Texas does not have a statewide short-term rental registry, and there is no single state law that tells you whether you can rent your pool. What you have instead is a city-by-city patchwork built on top of a few state-level frameworks worth knowing.

The Texas Hotel Occupancy Tax sits at 6% at the state level, and cities are allowed to layer 1% to 9% on top. As of April 1, 2025, the major booking platforms collect and remit the state portion of HOT automatically, which removed a real headache for hosts. City-level HOT is a separate question, and a few cities, Austin in particular, still require quarterly reporting directly from operators.

HB 2127, the 2023 state preemption law, narrowed how much cities can regulate certain commercial activities, but it was not written specifically for short-term rentals and the courts are still working out how broadly it applies. For practical purposes in 2026, assume your city's ordinance is what governs you.

The other framework that matters in Texas is Property Code Chapter 209, which governs how HOAs operate. We will get to the Tarr ruling further down, because that single 2018 Texas Supreme Court case is the most important thing a Texas pool host needs to understand about HOAs.

- **Record excerpts**
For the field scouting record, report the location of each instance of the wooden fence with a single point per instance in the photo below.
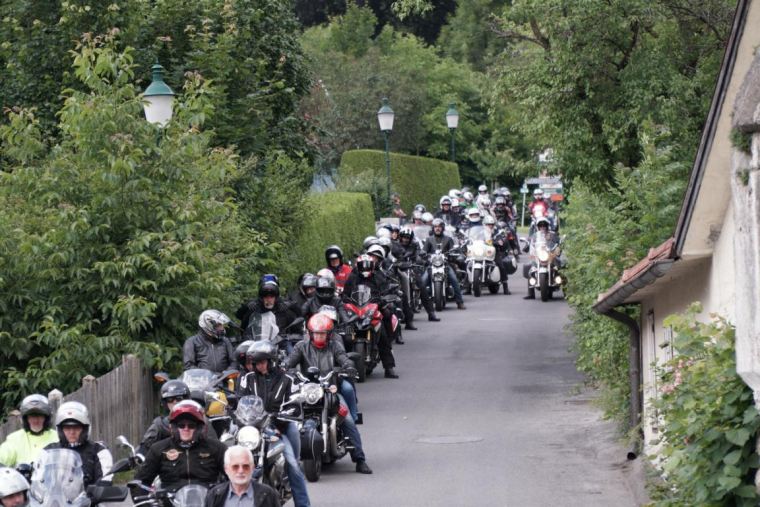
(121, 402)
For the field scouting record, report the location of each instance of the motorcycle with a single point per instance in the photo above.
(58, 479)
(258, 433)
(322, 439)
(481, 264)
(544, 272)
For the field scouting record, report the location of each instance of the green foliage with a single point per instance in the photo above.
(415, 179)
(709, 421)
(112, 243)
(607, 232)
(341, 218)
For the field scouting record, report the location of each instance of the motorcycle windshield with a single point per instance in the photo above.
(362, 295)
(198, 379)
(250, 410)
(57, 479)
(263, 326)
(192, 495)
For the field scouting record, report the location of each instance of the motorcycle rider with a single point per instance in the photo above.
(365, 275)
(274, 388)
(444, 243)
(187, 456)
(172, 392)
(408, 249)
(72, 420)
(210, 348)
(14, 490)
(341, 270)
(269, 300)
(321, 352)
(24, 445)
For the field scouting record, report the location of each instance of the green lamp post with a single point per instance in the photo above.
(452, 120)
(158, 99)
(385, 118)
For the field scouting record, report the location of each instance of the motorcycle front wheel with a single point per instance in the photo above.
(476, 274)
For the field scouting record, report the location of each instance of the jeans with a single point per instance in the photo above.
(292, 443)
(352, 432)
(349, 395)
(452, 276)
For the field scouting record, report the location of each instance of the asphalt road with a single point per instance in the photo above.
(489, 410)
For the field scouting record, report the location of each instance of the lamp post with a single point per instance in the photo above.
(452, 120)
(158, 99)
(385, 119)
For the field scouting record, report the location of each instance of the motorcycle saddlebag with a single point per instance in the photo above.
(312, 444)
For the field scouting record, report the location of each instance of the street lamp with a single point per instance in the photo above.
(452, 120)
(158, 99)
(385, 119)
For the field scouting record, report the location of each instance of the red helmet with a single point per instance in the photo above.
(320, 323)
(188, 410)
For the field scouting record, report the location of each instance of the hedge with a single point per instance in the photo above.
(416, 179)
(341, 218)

---

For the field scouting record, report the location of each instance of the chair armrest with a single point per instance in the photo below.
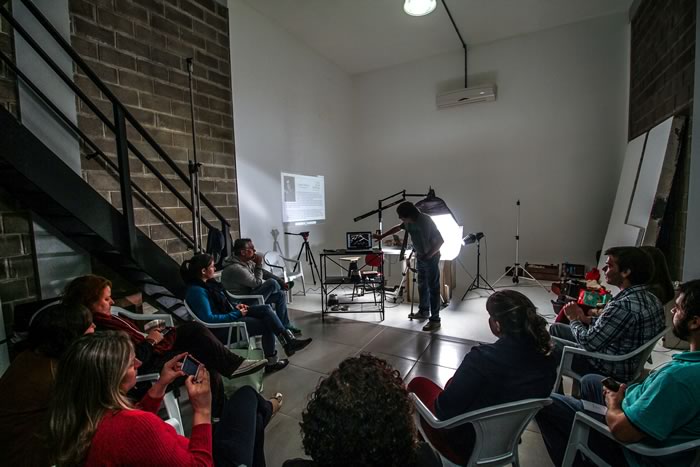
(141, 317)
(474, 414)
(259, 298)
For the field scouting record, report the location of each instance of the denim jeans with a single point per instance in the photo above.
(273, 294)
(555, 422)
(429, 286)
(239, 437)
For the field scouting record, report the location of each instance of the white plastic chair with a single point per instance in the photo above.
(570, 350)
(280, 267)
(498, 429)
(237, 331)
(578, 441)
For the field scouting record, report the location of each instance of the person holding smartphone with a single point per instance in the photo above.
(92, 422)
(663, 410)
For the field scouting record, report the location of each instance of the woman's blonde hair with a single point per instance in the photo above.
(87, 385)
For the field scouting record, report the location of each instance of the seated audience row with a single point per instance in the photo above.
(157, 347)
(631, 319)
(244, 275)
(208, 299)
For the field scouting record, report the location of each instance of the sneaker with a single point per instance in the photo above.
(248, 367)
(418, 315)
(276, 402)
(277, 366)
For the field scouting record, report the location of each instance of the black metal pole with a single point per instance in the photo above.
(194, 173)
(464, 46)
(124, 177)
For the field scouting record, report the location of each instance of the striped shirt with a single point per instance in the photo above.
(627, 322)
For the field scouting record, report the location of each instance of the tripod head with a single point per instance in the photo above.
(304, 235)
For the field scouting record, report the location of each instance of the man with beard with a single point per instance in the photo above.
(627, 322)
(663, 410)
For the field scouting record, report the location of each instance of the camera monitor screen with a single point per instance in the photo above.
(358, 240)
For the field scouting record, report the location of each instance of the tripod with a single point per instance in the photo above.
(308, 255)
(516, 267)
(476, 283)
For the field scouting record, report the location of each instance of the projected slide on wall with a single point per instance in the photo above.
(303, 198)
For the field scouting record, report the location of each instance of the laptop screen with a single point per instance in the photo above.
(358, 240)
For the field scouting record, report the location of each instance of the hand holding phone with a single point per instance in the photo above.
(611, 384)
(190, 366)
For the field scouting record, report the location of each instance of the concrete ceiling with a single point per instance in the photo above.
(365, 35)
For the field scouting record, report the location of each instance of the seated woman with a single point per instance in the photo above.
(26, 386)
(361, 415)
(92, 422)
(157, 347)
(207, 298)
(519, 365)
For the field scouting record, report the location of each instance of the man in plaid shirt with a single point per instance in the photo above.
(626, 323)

- **Complete the following**
1 - Can you edit the passage on renting out a pool in Texas from "The other framework" up to and including "understand about HOAs.", changing every "HOAs" to "homeowners associations"?
2 - Does each statement below agree with the passage on renting out a pool in Texas? For each one, answer yes or no and quote the words of the passage that decide it. (a) Texas keeps a statewide short-term rental registry. (b) Cities may add 1% to 9% on top of the 6% state Hotel Occupancy Tax. (c) HB 2127 was written specifically for short-term rentals.

- **Solutions below**
1 -
The other framework that matters in Texas is Property Code Chapter 209, which governs how homeowners associations operate. We will get to the Tarr ruling further down, because that single 2018 Texas Supreme Court case is the most important thing a Texas pool host needs to understand about homeowners associations.

2 -
(a) No: "Texas does not have a statewide short-term rental registry"
(b) Yes: "The Texas Hotel Occupancy Tax sits at 6% at the state level, and cities are allowed to layer 1% to 9% on top."
(c) No: "it was not written specifically for short-term rentals"